REQUIRED TASK:
Count the lines below that contain the string "query", treating uppercase and lowercase as different, and give only the number.

Items from a labeling collection
——————

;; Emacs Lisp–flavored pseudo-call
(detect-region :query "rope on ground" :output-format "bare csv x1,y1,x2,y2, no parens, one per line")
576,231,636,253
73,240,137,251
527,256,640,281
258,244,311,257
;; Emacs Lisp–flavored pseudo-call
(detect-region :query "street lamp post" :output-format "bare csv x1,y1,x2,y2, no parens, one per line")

——————

REPLY:
2